======== Selected extract ========

While not planned as such, the Show Me the Coasters tour can be thought of as a three leg trip: pre Missouri, Missouri, and post Missouri. The first leg, covered in parts one through three, was Rob and I attempting to rack up as many credits as possible. Now, with the addition of two companions (Evan and Andrew), it was time for the second leg of the tour to begin. The first leg of the trip had been a ton of fun already, but it was this leg that had the most surprises in store. Three parks awaited in Missouri, all decent sized regional theme parks. Each was operated by a different chain, and as such had its own unique character. Of the three, two are often looked down upon by enthusiasts, but I'm going to be completely honest...our experience throughout was nothing like what we expected.
Show Me The Coasters
Part 4: Six Flags Over Mid-America
With a late night for everyone involved, it was difficult to keep to our morning schedule. Complicating this was the discovery of a breakfast area overrun with unsupervised children, several of which were pretending to run the room like a restaurant. Quickly realizing the two waffle makers were being controlled by the world's least efficient waffle chef, I abandoned my usual hotel standby for a much quicker muffin and attempted to usher the group out to the car. If there was a time I came off as annoying, it was this morning. Why, you ask, was I so insistent that we get going? Would it really matter if we rolled up to the park 5-10 minutes late?

======== Source material ========

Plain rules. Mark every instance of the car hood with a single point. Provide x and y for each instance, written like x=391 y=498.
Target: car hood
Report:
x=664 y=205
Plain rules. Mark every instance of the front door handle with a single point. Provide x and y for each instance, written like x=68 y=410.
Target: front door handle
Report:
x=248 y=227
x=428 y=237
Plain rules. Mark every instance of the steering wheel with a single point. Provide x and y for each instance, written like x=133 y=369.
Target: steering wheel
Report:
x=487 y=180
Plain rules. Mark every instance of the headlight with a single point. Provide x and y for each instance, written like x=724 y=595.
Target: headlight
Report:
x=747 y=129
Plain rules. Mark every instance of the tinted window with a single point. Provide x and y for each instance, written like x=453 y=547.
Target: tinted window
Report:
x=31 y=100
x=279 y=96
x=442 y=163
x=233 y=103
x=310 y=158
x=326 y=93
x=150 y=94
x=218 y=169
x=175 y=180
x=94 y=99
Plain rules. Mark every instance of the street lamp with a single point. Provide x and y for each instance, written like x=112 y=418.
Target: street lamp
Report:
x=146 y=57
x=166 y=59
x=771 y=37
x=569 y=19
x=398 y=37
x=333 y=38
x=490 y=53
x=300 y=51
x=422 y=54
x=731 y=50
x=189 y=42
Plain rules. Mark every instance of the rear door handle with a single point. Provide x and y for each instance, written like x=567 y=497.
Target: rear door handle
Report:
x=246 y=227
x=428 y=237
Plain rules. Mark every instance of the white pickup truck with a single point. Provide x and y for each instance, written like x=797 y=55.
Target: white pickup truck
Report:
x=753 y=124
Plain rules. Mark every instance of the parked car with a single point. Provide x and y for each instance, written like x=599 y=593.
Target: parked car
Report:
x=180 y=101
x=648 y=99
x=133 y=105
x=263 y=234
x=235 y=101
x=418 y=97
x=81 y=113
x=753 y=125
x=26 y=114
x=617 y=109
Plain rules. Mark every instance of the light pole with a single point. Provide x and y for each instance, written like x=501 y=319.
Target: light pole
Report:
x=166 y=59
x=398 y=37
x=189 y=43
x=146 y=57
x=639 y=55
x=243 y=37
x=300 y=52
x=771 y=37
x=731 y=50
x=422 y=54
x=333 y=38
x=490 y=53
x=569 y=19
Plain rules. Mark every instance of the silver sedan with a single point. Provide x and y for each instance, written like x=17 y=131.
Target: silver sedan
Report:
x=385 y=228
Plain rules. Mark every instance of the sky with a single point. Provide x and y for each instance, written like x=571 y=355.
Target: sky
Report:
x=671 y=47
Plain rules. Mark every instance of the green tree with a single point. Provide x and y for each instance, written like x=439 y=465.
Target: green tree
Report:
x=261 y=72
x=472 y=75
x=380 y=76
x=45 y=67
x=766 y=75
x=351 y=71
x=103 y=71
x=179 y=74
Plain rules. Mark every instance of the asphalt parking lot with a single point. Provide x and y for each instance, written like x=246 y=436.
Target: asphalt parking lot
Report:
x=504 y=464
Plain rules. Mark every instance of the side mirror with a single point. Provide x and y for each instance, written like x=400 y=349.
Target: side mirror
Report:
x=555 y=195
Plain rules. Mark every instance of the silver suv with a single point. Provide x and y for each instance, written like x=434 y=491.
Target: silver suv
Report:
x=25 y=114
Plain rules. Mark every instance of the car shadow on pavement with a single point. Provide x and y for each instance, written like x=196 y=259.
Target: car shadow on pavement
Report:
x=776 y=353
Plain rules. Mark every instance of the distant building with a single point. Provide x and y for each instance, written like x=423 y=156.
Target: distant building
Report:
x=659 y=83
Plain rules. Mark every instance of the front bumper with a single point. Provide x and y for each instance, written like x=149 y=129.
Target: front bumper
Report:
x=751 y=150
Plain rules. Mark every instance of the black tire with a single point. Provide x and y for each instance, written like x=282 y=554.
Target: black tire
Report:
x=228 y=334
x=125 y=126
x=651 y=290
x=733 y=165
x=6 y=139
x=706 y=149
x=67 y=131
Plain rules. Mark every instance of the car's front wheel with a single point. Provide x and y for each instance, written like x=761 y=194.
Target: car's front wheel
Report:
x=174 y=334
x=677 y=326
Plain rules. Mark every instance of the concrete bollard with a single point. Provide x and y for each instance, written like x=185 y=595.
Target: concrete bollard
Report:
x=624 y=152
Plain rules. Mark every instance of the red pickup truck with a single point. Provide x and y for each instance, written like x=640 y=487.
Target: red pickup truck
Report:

========
======== Source material ========

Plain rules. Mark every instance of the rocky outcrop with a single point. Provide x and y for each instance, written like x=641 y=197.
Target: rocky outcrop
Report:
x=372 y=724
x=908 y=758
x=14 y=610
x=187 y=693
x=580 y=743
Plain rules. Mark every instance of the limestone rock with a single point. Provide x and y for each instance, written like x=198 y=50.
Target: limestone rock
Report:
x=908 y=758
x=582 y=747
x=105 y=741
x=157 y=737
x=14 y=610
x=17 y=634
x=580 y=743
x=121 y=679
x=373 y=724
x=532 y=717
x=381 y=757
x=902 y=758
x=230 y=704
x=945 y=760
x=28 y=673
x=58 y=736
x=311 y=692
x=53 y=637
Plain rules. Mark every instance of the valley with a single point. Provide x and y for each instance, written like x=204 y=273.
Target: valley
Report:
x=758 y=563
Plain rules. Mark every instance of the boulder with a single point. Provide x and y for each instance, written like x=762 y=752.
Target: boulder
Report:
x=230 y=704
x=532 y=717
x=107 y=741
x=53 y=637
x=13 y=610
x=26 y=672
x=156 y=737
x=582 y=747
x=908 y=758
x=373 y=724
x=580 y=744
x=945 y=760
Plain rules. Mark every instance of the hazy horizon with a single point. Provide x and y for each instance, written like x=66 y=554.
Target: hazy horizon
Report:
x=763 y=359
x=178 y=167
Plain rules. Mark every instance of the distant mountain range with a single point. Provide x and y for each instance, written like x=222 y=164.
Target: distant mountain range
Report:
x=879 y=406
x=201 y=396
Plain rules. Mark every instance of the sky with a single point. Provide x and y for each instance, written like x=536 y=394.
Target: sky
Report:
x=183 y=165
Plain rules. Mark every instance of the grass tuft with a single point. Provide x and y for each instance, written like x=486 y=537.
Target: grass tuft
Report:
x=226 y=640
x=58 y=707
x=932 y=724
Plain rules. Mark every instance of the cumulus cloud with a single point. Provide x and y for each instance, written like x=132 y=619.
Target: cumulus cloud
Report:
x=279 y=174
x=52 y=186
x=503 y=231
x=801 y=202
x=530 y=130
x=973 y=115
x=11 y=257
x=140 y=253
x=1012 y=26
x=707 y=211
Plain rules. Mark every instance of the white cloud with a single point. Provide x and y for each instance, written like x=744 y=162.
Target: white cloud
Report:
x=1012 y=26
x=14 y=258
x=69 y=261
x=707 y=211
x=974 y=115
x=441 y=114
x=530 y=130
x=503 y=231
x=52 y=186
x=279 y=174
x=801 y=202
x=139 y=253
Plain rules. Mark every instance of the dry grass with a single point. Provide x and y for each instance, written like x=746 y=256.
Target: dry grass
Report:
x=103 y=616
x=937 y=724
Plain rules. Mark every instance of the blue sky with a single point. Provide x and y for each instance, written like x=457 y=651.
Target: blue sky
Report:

========
======== Source material ========

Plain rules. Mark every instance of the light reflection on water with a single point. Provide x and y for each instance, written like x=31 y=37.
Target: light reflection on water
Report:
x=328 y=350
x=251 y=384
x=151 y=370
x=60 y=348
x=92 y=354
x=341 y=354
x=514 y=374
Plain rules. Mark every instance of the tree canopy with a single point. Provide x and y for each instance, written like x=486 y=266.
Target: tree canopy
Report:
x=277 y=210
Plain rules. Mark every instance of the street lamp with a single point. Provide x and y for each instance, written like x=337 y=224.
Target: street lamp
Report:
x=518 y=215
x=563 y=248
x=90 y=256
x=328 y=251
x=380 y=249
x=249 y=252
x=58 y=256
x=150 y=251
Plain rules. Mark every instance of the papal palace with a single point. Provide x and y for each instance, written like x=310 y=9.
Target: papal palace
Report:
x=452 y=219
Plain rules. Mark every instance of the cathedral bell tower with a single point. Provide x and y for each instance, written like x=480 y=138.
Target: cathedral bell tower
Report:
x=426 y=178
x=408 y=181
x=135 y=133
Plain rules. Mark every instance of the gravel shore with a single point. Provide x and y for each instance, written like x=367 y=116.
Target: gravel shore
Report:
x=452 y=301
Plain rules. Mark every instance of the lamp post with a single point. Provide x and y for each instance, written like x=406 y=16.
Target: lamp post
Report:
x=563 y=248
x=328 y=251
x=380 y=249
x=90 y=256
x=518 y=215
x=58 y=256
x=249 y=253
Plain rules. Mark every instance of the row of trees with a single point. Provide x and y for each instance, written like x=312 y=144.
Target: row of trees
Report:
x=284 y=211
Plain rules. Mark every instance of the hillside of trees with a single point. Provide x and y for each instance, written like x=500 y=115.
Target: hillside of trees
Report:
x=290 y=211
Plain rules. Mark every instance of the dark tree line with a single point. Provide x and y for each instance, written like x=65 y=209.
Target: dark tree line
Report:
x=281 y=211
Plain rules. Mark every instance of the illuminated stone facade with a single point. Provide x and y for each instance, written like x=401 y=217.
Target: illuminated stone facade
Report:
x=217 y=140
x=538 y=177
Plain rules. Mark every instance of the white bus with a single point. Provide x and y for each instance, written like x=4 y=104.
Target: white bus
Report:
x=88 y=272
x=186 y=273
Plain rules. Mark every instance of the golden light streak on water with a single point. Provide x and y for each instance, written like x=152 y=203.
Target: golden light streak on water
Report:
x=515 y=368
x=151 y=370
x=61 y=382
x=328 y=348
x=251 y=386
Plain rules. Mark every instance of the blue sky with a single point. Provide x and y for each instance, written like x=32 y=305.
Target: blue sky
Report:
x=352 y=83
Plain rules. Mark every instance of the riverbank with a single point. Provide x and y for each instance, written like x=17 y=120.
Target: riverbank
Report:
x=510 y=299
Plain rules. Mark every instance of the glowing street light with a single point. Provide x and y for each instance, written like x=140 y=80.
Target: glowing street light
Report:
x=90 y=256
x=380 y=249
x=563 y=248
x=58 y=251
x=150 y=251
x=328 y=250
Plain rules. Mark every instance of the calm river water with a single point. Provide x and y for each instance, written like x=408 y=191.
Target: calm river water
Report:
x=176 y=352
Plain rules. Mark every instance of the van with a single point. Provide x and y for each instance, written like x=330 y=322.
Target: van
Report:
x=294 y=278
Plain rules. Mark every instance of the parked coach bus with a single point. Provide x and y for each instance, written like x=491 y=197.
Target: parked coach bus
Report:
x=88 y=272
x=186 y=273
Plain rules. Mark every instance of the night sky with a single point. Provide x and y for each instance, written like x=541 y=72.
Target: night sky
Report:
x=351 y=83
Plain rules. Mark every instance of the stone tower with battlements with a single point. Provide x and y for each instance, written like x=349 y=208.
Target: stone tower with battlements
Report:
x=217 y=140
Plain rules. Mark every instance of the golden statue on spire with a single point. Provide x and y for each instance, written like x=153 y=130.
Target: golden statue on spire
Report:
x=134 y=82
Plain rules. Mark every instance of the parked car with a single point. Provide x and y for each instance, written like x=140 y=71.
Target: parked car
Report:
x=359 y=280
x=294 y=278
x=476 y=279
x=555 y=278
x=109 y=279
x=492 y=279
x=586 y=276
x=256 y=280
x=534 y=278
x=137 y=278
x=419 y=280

========

- What to do:
A) List the legs into which the Show Me the Coasters trip report divides the tour.
B) According to the Show Me the Coasters trip report, what did the writer take at breakfast instead of the usual hotel standby?

- Numbered responses:
A) pre Missouri, Missouri, post Missouri

B) A muffin.